Exercise inputs start

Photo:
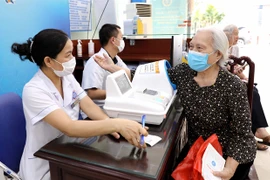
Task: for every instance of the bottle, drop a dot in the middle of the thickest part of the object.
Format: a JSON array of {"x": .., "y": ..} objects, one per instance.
[
  {"x": 135, "y": 24},
  {"x": 140, "y": 27},
  {"x": 79, "y": 48},
  {"x": 91, "y": 48}
]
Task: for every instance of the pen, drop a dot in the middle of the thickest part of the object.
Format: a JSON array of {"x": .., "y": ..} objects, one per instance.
[{"x": 143, "y": 125}]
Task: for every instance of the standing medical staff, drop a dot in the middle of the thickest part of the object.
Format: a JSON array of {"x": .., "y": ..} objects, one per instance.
[
  {"x": 94, "y": 77},
  {"x": 53, "y": 98}
]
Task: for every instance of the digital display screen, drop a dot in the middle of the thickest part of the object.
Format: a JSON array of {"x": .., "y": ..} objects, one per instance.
[{"x": 123, "y": 83}]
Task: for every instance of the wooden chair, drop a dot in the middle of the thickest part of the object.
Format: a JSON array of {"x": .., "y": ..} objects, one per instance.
[{"x": 243, "y": 60}]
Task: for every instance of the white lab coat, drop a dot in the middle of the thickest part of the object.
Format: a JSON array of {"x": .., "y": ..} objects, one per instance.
[
  {"x": 95, "y": 77},
  {"x": 40, "y": 98}
]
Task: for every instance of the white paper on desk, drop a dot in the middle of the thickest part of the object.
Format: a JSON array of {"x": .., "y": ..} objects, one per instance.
[
  {"x": 152, "y": 139},
  {"x": 211, "y": 161}
]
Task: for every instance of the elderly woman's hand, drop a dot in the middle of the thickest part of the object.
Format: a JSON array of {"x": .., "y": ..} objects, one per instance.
[{"x": 226, "y": 174}]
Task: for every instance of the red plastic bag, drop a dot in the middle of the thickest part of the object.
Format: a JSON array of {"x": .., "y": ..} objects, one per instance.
[
  {"x": 191, "y": 167},
  {"x": 184, "y": 170}
]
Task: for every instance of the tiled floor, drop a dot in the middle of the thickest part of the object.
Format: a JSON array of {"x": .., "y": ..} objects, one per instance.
[
  {"x": 260, "y": 55},
  {"x": 262, "y": 165}
]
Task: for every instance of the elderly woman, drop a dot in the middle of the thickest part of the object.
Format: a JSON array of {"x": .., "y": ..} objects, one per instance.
[{"x": 214, "y": 101}]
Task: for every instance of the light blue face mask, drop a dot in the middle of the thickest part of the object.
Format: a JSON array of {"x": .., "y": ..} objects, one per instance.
[{"x": 198, "y": 61}]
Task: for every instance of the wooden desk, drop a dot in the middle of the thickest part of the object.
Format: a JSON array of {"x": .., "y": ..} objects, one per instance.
[{"x": 105, "y": 158}]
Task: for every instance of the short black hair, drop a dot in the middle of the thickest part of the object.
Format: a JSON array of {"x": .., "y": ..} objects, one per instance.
[
  {"x": 48, "y": 42},
  {"x": 106, "y": 32}
]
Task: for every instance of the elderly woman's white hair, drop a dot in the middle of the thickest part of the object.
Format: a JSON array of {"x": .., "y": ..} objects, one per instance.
[{"x": 219, "y": 42}]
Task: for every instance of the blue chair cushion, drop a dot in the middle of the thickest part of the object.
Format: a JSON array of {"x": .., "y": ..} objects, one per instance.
[{"x": 12, "y": 130}]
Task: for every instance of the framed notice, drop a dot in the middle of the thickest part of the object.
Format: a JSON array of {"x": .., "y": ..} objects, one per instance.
[{"x": 80, "y": 15}]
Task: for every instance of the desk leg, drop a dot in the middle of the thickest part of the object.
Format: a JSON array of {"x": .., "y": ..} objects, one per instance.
[{"x": 56, "y": 172}]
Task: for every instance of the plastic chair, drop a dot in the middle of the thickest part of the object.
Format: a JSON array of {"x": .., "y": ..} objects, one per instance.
[
  {"x": 12, "y": 130},
  {"x": 243, "y": 60}
]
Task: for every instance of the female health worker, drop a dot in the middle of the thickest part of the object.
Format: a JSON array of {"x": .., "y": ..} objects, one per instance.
[{"x": 52, "y": 100}]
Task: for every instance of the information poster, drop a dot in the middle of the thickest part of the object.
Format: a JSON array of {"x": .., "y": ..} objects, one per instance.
[
  {"x": 169, "y": 16},
  {"x": 80, "y": 15}
]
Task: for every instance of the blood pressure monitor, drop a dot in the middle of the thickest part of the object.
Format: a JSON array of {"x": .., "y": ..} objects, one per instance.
[{"x": 141, "y": 97}]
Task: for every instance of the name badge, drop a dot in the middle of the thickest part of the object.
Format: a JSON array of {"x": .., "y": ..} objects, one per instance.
[{"x": 75, "y": 99}]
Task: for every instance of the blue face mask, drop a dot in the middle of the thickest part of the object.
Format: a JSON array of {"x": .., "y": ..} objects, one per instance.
[{"x": 198, "y": 61}]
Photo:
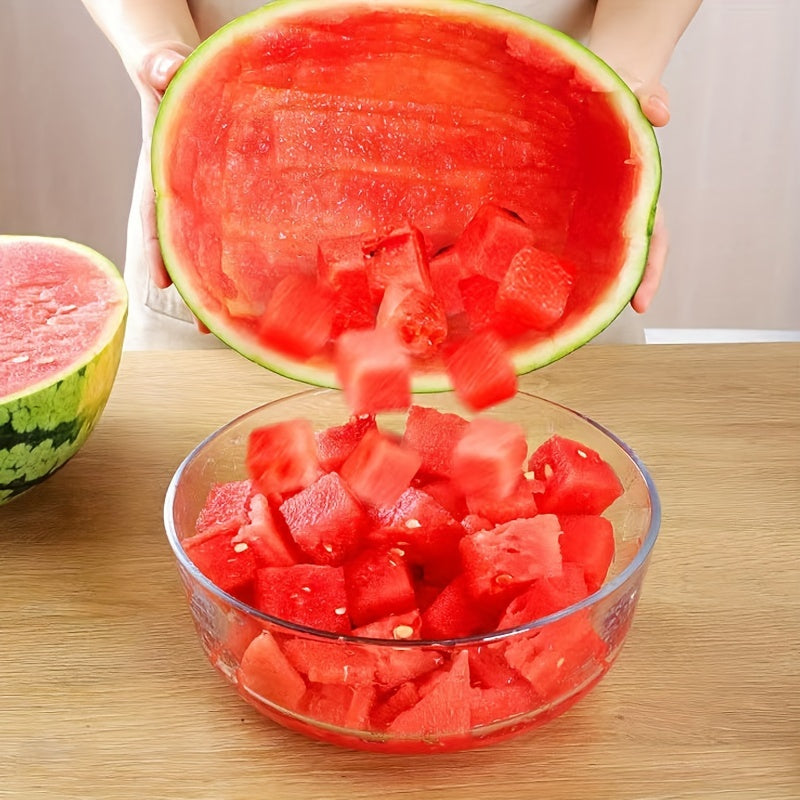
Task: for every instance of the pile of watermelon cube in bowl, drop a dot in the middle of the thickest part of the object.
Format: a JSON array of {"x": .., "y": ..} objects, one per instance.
[
  {"x": 419, "y": 581},
  {"x": 396, "y": 197}
]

Exercise inputs end

▸ Job:
Leave out the pictures and transcribe everything else exactly.

▸ The reply:
Photo:
Task: for every instance of the bottle, drop a dot in the middle of the thickest part of the object.
Format: a JSON array of {"x": .., "y": ..} objects, one per instance.
[
  {"x": 135, "y": 24},
  {"x": 140, "y": 27},
  {"x": 79, "y": 48},
  {"x": 91, "y": 48}
]
Task: for every instance of the pen, drop a dot in the middle of the thickest part of the object.
Format: a JSON array of {"x": .., "y": ..} objects, one per instance.
[{"x": 143, "y": 125}]
Task: for every instance of the standing medical staff, drop a dot in the middle of the thickest part of the object.
Format: a JSON array of {"x": .., "y": ..} objects, one per instance.
[
  {"x": 94, "y": 77},
  {"x": 53, "y": 98}
]
Task: for every instance of the digital display screen, drop a dot in the middle of the thickest part of the object.
Format: a JSON array of {"x": .., "y": ..} objects, one per instance.
[{"x": 123, "y": 83}]
Task: for every instance of the wooden chair, drop a dot in the middle of the thickest part of the object.
Format: a JSON array of {"x": .., "y": ..} objects, one per instance.
[{"x": 243, "y": 60}]
Task: for every instance of the white lab coat, drop a dot in the middle of the thickest part of the object.
Format: a JSON array of {"x": .., "y": ..} objects, one per instance.
[
  {"x": 95, "y": 77},
  {"x": 40, "y": 98}
]
Task: for every instance of the white paper on desk, drop a dot in the middle of the thickest part of the object.
Format: a JSON array of {"x": .., "y": ..} objects, one per instance.
[
  {"x": 152, "y": 139},
  {"x": 211, "y": 161}
]
Task: for every instance of the elderly woman's hand, drop a dot in the middle of the thickest part of the object.
Format: a JSON array of {"x": .., "y": ..} objects, one per instance.
[{"x": 226, "y": 174}]
Task: for every instance of the red plastic bag, drop a dot in the middle of the thickest part of the object.
Format: a JSON array of {"x": .., "y": ..} objects, one per instance.
[
  {"x": 191, "y": 167},
  {"x": 184, "y": 170}
]
Task: for every instance of the tiled floor, drop a dot in the middle of the thickest part of the object.
Format: a JSON array of {"x": .., "y": ..} objects, one per instance.
[
  {"x": 260, "y": 55},
  {"x": 262, "y": 165}
]
Task: for every instance of the elderly woman, drop a dot in the middle of the thickest part of the object.
Format: a JSON array of {"x": .., "y": ..} objects, one per instance.
[{"x": 214, "y": 101}]
Task: for every instance of the light blue face mask, drop a dot in the middle of the thickest part of the object.
Format: a JSON array of {"x": .., "y": ..} objects, one per instance.
[{"x": 198, "y": 61}]
Task: for every instance of the wooden desk, drop a dot in the middle of the thickest part of the object.
Format: a JSON array of {"x": .., "y": ..} objects, one per instance.
[{"x": 105, "y": 158}]
Task: for every instance of the short black hair, drop a dot in the middle of the thickest part of the object.
Format: a JSON array of {"x": .., "y": ..} objects, one per instance.
[
  {"x": 48, "y": 42},
  {"x": 106, "y": 32}
]
Task: for every instance of the elderly woman's white hair, drop a dot in the middle of the thickest part of the object.
Format: a JSON array of {"x": .., "y": ..} objects, one per instance.
[{"x": 219, "y": 42}]
Task: for every instance of the blue chair cushion, drop a dot in the middle of the thickest part of the object.
Format: a JSON array of {"x": .., "y": ..} objects, one per instance.
[{"x": 12, "y": 130}]
Task: for every instance of the framed notice, drop a dot in the middle of the thickest part of the object.
Format: a JSON array of {"x": .., "y": ..} objects, one per instance.
[{"x": 80, "y": 15}]
Task: for every instance of the desk leg, drop a dot in the middle of the thickest part of the object.
Format: a JSON array of {"x": .., "y": ..} objects, one per instance.
[{"x": 56, "y": 172}]
Task: for every instance of the plastic chair, drop a dot in the middle of the thickest part of the object.
Format: a JSON array of {"x": .., "y": ..} objects, one per instance.
[
  {"x": 12, "y": 130},
  {"x": 243, "y": 60}
]
Task: for every instance of the female health worker, drop a dot in the middle of the thickest part of the object.
Format: a JSON array of {"x": .., "y": ..} objects, one per instance.
[{"x": 52, "y": 100}]
Task: for every instance of the information poster, drop a dot in the middle of the thickest part of the object.
Format: a JSON array of {"x": .., "y": ..} objects, one per instance.
[
  {"x": 169, "y": 16},
  {"x": 80, "y": 15}
]
Task: for every instance of the blood pressure monitor, drop a dot in the middle of the thickest part of the object.
Format: a JSON array of {"x": .., "y": ..} objects, one per instance.
[{"x": 141, "y": 97}]
Task: for every instance of the name badge, drop a dot in the middle of the thickest part of the object.
Format: a JSON array of {"x": .., "y": ..} objects, one per instance.
[{"x": 75, "y": 99}]
Task: for every instance of the blue face mask, drop a dot in the middle of the thickest part of the object.
Format: a JSON array of {"x": .., "y": ..} objects, one per instance.
[{"x": 198, "y": 61}]
Photo:
Task: for every instance of the pile of watermelon cube in bowl, drop a dot in the middle of the thickest part of the object.
Format: a JSON array of {"x": .., "y": ..} objects, one per instance.
[
  {"x": 419, "y": 581},
  {"x": 396, "y": 197}
]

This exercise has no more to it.